[WORK REQUIRED] Render the listing below as a two-column CSV with columns text and answer, starting at the line containing "I bet you can't find the white plaster" and ending at the line containing "[21,150,57,179]". Give one row for each item, quote every field, and turn any line breaks inside a field into spaces.

* * * * * * * * *

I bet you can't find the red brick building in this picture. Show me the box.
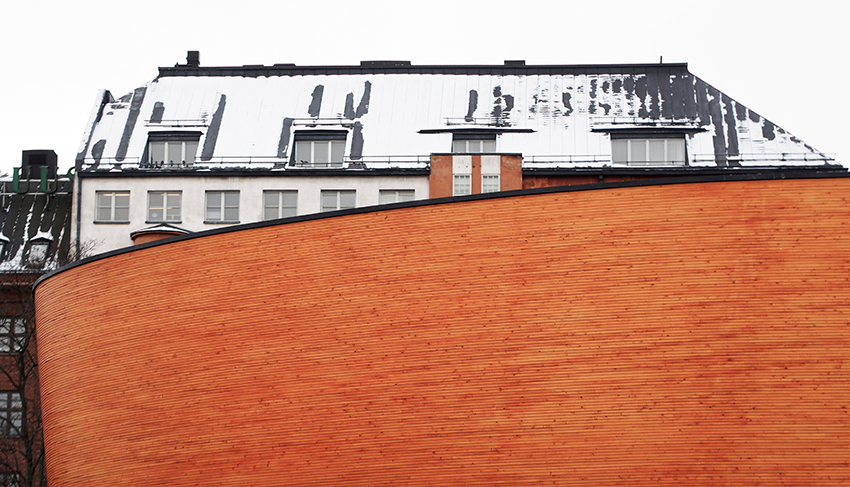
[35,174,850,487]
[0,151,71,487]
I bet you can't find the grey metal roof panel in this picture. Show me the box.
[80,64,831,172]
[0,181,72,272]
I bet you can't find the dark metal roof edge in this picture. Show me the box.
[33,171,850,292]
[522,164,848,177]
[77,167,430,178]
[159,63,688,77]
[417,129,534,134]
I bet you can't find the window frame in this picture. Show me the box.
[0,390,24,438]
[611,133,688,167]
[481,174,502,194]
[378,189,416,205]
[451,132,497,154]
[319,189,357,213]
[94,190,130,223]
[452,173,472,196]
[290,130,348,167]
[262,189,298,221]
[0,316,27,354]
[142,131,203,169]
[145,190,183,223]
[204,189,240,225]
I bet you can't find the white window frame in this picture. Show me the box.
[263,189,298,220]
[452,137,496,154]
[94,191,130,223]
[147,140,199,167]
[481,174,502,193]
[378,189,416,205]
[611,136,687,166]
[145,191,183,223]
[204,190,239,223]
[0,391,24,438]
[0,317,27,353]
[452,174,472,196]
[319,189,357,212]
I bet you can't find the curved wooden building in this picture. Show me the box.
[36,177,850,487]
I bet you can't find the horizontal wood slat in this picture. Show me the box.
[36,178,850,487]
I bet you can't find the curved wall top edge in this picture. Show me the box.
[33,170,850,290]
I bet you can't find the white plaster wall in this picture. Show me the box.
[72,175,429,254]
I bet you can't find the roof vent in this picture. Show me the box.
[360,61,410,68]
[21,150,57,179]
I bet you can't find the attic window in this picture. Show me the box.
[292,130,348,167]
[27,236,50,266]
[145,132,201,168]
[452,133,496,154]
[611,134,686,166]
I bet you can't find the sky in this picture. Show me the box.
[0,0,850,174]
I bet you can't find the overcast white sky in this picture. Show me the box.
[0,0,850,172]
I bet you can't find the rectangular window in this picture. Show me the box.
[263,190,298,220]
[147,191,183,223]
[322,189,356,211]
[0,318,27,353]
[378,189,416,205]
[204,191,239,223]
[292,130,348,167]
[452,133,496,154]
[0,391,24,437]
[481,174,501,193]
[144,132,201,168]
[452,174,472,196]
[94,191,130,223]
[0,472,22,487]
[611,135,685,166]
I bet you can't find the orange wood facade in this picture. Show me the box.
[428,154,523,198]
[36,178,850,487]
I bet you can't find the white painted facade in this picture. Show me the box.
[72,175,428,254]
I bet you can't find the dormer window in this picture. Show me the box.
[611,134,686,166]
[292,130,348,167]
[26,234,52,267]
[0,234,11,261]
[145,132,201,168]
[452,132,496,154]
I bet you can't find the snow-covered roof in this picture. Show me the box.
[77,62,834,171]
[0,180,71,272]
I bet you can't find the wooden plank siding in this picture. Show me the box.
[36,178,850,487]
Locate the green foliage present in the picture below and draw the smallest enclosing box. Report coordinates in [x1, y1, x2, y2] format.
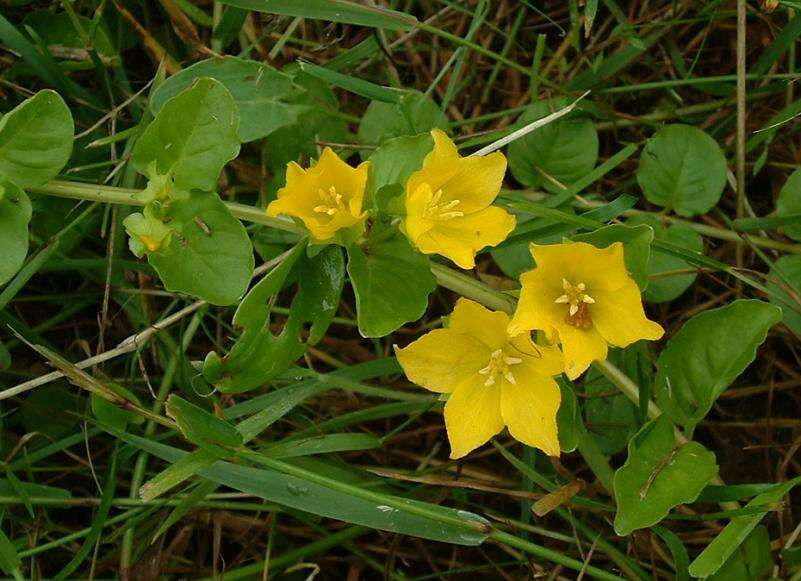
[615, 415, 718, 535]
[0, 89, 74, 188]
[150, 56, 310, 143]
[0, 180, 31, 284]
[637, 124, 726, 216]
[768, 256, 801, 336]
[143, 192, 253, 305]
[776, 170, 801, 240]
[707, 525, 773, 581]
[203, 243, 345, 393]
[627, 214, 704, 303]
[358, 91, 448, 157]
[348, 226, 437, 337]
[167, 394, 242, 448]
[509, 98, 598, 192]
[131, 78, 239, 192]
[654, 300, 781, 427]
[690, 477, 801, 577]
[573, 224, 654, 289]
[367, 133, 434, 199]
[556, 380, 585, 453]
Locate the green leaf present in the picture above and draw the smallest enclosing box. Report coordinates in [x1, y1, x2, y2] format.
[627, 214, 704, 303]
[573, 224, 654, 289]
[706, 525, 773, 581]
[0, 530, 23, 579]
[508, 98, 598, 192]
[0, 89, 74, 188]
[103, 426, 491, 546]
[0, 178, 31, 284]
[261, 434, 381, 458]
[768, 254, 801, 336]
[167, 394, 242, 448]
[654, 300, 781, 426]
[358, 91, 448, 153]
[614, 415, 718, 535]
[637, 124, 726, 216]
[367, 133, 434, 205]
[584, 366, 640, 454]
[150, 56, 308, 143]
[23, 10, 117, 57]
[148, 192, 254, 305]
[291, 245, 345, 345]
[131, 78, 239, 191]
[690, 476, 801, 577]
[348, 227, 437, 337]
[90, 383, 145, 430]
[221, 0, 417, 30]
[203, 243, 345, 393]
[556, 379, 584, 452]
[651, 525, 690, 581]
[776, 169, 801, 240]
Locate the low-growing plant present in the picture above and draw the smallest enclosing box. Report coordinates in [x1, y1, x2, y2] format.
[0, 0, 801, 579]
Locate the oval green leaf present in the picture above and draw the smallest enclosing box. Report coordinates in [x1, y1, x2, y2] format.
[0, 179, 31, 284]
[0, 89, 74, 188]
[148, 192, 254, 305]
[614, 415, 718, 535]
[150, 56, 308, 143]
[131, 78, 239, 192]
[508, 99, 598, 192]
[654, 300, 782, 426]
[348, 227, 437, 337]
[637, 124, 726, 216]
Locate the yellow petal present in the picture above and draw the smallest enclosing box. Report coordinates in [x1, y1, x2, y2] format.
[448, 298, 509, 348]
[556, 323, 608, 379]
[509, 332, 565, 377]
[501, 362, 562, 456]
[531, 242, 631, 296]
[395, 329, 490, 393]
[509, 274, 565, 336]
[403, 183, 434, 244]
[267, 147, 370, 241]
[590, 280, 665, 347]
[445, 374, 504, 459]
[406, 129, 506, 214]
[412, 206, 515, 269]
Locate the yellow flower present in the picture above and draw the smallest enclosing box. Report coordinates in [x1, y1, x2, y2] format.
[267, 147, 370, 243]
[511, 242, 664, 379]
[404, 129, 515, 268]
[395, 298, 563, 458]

* * * * * * * * *

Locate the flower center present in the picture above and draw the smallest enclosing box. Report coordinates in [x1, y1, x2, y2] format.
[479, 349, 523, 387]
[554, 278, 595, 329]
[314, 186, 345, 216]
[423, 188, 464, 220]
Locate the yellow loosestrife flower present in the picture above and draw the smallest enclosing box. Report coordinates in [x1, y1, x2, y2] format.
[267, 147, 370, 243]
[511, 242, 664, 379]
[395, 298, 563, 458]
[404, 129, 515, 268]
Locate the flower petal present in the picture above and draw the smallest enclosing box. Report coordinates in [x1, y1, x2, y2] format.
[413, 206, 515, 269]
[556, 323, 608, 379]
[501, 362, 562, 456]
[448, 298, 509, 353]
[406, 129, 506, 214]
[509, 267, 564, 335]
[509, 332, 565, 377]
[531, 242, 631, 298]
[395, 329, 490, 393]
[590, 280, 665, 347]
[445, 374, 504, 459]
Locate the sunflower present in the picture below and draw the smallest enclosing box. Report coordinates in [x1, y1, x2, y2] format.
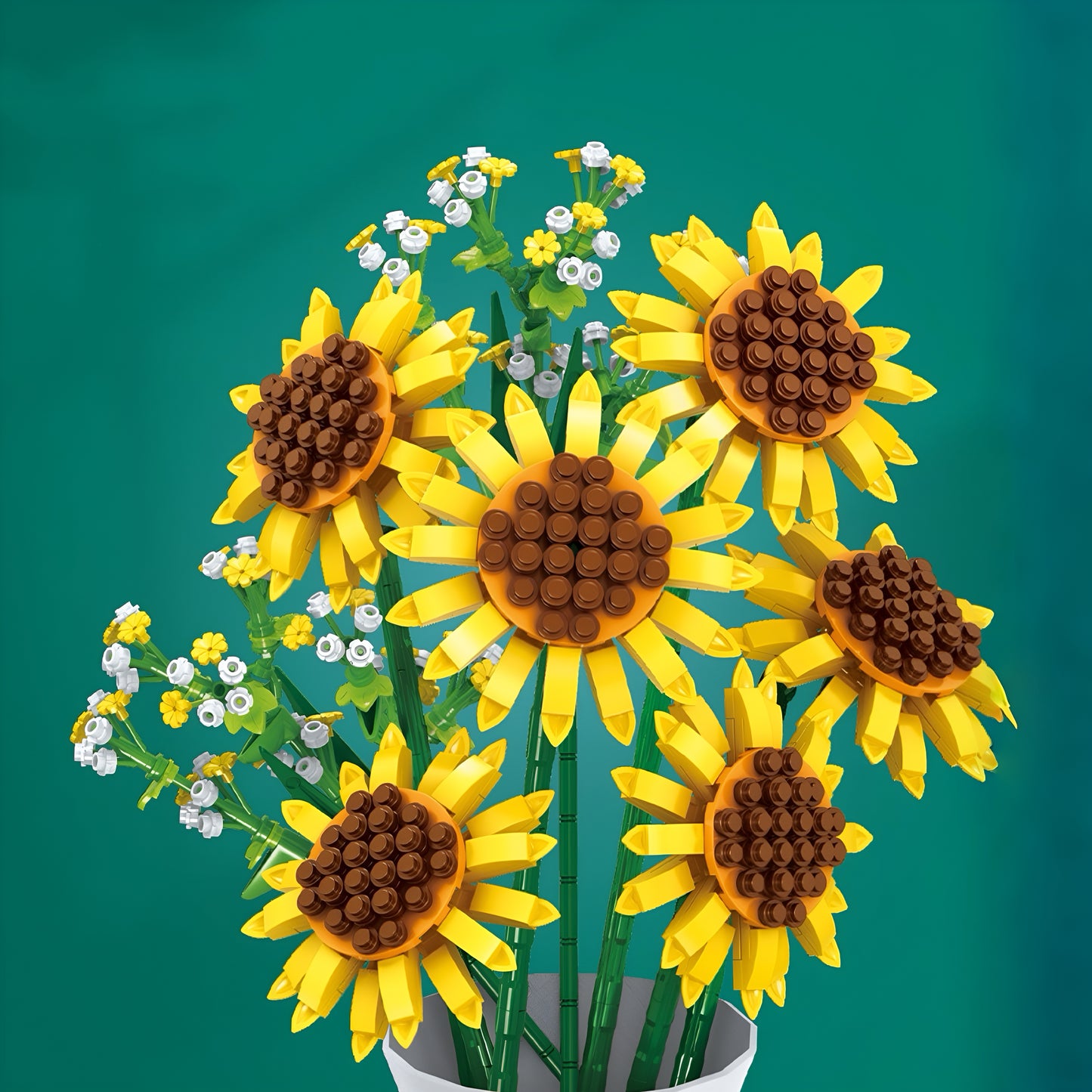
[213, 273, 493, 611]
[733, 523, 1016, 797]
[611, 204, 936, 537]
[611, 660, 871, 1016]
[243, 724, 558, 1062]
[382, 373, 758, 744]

* * * * * * * * *

[COMPLETED EXERCISE]
text,answer
"I bet you can't find the white plaster wall in this picture. Show me the box.","[72,175,429,254]"
"I bet you can't find the roof vent in this picture. Show me the box.","[360,61,410,68] [21,150,57,179]"